SunOS does this. Most System V versions of UNIX I've
worked with do
this also, naming the older version awk and the newer
version
nawk. On systems I administer, I prefer to rename the
old
version of awk to oawk and then make a hard link from
awk to nawk. This keeps both versions available but
forces the more powerful, new version as the default
awk without
taking much extra system space. However, because I wrote
this script
to work despite someone having set that link, AWKCMD
points
to awk for HP-UX and nawk for SunOS, those systems'
respective versions of the more complete awk. Use additional
case pattern matches to direct your AWKCMD another way.
ECHOCMD points to the System V version of echo. HP-UX
automatically uses that version, but SunOS must go to
/usr/5bin
to get that version. System V's echo supports many embedded
control codes, using a C-like escape notation with a
backslash. BSD's
echo has no such support. dusage needs embedded newlines
to make its messages easier to read.
With these three primary support programs selected,
dusage
can move on to examine its command line. If ECHOCMD
isn't
set correctly, not even the usage message will output
portably because
it uses an embedded newline (\n).
THRESHOLD comes from the first argument on the command
line.
However, the user doesn't have to give that argument.
Without it,
THRESHOLD is set to 50. If you prefer some other default
threshold,
set the number of megabytes after the colon-hyphen (:-)
notation.
That threshold must be a positive number. Any negative
number or zero
is assumed to be an error and shows the usage message.
This way, if
the user starts dusage with a negative number threshold,
such
as "-50," or with a non-numeric argument,
such as "-h"
or "help," dusage tells the user how to use
it. Figure 3
shows an example of this help message.
For the rest of the script, the user must be a superuser.
Using "id
-u" to see if the effective UID is 0 prevents the
script from
going further. Figure 1 shows an example of this message.
Usage messages
and error messages are redirected to the standard error
device to
differentiate them from the report's normal output.
However, if a
cron job redirects dusage's standard output to a file,
cron still mails the standard error to the root user.

------------------------

◆ **Instruction 1**: From the passage on the dusage script, set down the part that opens with the words containing "For the rest" and closes with "of this message.".
◆ **Instruction 2**: According to the passage on the dusage script, why does ECHOCMD point to the System V version of echo? Answer in one to three sentences.

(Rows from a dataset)
------------------------

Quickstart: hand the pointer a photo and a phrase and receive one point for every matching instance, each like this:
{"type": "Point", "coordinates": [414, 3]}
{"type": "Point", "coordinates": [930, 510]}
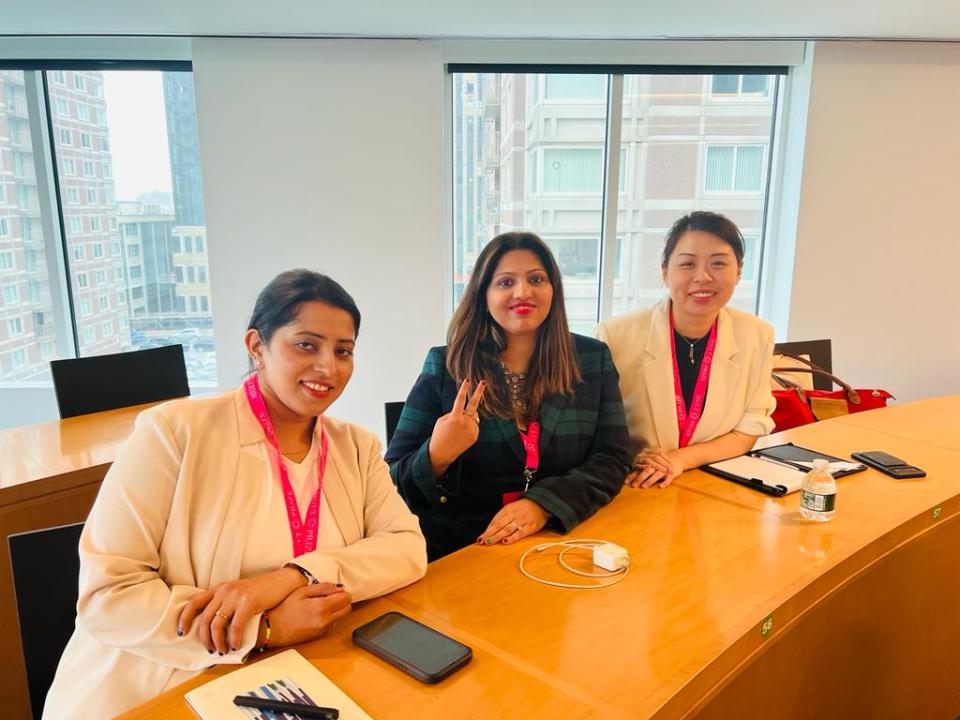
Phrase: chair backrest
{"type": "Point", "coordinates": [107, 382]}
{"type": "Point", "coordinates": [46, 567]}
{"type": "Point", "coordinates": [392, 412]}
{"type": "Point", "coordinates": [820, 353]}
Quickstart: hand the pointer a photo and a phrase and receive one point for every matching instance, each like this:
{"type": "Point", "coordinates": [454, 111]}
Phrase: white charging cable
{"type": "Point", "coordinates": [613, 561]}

------------------------

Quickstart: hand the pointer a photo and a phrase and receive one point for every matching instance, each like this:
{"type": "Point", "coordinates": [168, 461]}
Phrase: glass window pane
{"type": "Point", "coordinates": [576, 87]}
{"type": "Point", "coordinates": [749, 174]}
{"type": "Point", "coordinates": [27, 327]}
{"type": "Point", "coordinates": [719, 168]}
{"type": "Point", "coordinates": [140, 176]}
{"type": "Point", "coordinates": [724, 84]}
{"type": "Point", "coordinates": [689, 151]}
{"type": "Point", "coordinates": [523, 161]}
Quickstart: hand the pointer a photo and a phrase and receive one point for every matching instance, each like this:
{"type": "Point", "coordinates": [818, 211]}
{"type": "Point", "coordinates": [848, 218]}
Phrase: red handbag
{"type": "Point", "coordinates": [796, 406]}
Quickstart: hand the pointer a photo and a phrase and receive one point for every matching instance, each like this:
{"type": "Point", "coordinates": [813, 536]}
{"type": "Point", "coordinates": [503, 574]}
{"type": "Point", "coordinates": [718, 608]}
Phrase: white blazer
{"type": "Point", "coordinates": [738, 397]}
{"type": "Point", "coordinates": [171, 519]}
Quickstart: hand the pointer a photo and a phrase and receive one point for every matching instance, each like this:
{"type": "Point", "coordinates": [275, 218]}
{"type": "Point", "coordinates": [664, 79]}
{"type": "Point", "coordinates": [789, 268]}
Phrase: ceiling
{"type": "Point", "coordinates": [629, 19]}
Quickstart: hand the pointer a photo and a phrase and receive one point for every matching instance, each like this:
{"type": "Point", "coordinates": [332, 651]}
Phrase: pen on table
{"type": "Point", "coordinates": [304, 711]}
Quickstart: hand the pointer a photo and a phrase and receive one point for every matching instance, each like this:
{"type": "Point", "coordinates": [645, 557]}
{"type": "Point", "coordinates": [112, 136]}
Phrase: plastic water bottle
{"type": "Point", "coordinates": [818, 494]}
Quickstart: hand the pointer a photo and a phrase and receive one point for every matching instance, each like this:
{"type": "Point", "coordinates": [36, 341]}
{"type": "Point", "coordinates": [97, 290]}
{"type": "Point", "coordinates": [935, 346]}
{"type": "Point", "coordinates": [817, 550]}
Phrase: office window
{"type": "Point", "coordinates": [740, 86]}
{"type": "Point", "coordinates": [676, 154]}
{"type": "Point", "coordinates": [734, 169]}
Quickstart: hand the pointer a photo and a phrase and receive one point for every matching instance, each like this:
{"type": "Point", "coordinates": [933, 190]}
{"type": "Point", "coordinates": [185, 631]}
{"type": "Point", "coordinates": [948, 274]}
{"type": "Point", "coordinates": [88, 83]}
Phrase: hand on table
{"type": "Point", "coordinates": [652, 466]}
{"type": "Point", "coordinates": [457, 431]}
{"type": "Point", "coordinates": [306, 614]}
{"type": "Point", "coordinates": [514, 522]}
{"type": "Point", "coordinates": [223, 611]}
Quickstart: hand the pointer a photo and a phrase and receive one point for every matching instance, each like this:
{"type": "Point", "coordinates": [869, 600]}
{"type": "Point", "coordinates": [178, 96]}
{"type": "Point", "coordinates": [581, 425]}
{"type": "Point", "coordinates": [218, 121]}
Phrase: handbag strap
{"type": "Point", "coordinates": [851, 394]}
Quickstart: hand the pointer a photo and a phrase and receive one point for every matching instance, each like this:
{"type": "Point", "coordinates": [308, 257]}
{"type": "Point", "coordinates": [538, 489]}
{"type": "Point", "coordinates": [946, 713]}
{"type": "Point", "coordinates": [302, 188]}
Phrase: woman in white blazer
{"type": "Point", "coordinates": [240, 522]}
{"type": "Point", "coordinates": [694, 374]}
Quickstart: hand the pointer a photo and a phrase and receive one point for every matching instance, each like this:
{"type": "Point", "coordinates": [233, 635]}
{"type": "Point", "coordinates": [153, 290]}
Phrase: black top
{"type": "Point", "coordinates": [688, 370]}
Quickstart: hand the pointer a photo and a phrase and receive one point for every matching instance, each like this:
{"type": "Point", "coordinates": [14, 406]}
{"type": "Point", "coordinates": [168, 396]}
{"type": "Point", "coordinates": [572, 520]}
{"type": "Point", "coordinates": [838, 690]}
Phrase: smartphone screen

------------------------

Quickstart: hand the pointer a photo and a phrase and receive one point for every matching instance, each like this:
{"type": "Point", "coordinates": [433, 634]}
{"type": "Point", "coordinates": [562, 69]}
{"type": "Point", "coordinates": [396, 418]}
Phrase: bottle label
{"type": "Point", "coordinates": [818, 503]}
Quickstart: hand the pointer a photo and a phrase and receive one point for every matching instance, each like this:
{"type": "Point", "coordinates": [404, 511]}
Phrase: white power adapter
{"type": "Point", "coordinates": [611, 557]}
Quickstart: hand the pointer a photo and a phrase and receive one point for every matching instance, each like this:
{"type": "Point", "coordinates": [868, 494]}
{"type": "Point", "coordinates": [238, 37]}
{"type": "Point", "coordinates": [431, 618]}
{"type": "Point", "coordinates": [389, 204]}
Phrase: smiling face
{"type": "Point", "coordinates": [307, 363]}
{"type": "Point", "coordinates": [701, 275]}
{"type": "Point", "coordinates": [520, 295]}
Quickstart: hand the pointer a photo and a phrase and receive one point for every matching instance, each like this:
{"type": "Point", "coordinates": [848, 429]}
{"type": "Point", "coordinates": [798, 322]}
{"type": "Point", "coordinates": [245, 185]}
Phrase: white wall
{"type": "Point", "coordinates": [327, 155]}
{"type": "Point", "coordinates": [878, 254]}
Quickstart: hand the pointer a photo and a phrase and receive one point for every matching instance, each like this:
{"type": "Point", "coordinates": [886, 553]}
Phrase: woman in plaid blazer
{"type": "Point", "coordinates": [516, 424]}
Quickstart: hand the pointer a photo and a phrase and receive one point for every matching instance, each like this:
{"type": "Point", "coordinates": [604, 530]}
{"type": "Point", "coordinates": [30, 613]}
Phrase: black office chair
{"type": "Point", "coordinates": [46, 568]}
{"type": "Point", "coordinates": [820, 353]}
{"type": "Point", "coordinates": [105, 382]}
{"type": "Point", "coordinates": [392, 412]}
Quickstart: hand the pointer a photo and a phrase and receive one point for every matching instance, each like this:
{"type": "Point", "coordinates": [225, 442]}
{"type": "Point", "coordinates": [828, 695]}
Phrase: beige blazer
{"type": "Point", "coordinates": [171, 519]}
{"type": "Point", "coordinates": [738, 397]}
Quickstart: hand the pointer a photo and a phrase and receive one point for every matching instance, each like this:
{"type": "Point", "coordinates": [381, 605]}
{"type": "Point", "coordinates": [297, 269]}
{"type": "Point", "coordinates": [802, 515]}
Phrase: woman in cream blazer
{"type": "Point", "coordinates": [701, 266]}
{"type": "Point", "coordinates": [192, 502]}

------------------------

◆ **Correct answer 1**:
For the rest of the script, the user must be a superuser.
Using "id
-u" to see if the effective UID is 0 prevents the
script from
going further. Figure 1 shows an example of this message.

◆ **Correct answer 2**: System V's echo supports embedded control codes through a C-like backslash escape notation, while BSD's echo has no such support. dusage needs embedded newlines to make its messages easier to read. If ECHOCMD isn't set correctly, not even the usage message will output portably.